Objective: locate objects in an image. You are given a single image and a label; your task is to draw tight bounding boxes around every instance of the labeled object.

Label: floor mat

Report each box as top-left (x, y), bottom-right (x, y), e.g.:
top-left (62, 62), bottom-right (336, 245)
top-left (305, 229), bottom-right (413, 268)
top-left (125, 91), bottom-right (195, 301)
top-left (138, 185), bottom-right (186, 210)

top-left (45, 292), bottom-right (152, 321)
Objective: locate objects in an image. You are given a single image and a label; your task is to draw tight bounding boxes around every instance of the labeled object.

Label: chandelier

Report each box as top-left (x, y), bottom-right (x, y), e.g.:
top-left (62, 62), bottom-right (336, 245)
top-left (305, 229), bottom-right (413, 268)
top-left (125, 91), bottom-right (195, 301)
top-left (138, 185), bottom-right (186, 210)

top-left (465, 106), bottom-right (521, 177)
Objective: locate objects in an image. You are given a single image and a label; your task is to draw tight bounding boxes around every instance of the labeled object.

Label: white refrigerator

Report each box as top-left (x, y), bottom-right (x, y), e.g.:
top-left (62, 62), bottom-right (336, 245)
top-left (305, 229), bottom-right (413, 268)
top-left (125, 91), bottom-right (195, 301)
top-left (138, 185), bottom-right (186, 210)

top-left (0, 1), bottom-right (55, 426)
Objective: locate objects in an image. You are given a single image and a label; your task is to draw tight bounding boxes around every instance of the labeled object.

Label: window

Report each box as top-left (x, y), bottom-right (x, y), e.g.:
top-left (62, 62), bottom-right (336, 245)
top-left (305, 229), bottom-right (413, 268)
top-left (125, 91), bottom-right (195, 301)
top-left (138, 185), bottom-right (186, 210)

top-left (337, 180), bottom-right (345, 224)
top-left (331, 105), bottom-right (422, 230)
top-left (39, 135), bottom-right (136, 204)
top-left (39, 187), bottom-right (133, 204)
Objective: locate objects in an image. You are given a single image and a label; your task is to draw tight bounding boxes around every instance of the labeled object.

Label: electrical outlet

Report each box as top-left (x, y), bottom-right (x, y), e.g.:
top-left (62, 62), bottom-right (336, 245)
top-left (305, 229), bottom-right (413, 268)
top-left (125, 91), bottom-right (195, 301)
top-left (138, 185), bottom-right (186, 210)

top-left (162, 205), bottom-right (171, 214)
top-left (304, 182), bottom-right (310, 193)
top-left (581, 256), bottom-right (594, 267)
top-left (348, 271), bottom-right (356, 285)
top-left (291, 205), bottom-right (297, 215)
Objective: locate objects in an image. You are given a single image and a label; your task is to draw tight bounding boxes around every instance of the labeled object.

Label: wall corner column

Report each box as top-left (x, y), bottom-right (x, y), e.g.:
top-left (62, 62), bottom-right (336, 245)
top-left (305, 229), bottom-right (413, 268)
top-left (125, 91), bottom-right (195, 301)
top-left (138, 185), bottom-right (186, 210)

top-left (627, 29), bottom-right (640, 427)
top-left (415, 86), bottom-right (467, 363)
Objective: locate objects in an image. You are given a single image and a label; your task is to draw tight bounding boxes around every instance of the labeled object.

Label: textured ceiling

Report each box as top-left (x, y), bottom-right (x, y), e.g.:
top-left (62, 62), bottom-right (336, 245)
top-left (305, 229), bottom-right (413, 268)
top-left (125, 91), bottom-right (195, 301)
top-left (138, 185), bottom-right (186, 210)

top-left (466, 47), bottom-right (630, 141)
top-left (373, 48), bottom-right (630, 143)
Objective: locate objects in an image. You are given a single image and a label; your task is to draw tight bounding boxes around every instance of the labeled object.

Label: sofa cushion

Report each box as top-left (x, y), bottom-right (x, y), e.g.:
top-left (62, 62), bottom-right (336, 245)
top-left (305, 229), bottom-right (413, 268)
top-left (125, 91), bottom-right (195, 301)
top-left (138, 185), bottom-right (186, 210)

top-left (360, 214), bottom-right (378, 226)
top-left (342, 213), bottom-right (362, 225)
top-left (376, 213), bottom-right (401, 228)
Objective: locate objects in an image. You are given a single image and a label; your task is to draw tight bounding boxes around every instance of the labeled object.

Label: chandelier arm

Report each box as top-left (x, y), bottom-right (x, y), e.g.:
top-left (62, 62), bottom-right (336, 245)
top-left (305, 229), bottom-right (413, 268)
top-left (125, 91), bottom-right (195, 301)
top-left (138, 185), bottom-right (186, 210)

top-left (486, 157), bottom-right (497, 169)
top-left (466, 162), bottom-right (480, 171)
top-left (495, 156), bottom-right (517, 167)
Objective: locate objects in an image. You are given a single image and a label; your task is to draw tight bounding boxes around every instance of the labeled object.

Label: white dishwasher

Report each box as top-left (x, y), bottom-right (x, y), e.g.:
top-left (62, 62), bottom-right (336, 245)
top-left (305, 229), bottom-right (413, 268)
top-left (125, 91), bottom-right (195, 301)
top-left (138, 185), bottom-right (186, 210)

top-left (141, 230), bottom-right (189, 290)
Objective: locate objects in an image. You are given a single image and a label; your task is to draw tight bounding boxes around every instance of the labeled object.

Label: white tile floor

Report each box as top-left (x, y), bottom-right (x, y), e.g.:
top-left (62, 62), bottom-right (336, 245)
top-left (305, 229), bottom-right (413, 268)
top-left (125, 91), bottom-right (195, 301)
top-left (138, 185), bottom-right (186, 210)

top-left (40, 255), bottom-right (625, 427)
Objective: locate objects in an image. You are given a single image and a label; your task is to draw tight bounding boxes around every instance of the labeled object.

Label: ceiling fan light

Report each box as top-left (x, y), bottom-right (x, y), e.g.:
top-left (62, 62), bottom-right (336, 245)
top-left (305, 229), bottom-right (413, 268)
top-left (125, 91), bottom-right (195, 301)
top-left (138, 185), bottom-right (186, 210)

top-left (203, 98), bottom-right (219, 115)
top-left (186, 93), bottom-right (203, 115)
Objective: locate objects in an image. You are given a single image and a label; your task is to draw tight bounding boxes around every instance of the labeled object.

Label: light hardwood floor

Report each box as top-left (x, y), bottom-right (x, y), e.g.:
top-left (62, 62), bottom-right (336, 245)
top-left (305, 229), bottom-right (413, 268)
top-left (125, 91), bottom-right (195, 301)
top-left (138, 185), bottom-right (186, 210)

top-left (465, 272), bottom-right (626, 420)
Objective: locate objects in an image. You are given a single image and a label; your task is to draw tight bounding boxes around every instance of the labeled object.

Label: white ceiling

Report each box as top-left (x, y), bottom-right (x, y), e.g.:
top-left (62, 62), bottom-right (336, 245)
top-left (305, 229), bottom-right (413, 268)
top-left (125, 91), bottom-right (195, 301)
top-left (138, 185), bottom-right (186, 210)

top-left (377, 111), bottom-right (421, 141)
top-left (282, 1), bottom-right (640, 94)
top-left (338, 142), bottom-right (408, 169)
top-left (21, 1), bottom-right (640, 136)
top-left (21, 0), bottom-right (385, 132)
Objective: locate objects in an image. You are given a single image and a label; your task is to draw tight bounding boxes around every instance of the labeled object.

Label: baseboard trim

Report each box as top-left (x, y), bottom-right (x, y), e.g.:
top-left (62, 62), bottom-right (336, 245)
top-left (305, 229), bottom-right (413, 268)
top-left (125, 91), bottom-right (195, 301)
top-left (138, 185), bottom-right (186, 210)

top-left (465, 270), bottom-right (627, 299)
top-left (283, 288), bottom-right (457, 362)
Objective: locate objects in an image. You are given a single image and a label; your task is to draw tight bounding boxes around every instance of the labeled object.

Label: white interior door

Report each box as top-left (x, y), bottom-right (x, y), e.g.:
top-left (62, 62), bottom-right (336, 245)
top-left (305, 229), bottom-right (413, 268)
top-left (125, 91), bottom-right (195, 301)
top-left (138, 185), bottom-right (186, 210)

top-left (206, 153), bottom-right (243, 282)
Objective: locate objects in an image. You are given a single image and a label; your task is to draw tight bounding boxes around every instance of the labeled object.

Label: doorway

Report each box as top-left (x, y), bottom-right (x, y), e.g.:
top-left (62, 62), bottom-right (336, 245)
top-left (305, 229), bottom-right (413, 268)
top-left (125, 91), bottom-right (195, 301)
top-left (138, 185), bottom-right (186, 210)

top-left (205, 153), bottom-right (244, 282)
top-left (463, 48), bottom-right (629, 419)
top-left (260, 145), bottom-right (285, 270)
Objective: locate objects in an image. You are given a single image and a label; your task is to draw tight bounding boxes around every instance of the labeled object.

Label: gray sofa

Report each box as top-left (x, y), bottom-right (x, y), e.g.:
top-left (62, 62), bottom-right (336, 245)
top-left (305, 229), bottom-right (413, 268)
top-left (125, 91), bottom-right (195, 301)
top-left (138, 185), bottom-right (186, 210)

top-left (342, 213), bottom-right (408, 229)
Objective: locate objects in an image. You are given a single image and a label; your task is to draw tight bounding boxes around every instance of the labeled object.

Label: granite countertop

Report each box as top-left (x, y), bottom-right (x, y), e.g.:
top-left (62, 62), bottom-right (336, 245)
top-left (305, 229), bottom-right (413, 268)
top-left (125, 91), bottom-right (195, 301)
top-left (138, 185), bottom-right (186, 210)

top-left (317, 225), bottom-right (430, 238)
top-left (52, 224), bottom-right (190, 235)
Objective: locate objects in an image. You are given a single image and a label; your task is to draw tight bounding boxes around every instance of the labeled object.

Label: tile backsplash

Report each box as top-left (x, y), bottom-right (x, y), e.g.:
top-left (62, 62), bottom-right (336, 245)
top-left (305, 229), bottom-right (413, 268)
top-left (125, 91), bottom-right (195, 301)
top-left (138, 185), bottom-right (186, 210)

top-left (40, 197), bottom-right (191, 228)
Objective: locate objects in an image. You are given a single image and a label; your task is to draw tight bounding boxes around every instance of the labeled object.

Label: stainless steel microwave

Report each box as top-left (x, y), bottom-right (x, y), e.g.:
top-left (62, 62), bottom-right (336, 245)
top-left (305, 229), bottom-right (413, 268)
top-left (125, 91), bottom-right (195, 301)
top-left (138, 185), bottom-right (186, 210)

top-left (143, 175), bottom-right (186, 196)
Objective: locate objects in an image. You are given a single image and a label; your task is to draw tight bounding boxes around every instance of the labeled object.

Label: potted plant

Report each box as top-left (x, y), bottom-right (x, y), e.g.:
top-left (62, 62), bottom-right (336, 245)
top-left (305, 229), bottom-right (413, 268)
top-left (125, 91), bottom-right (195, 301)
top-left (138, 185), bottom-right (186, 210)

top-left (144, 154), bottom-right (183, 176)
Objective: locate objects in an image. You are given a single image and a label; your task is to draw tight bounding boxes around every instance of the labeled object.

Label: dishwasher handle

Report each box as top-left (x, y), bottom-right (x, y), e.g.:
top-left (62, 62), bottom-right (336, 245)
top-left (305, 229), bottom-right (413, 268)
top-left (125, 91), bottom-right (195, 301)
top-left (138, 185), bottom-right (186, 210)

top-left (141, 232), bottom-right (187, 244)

-.-.-

- _Exercise requirements_:
Only lines of the data holding the word "floor" go in the answer. Please copy each of them.

- _The answer_:
Label: floor mat
Label: white tile floor
Label: light hardwood floor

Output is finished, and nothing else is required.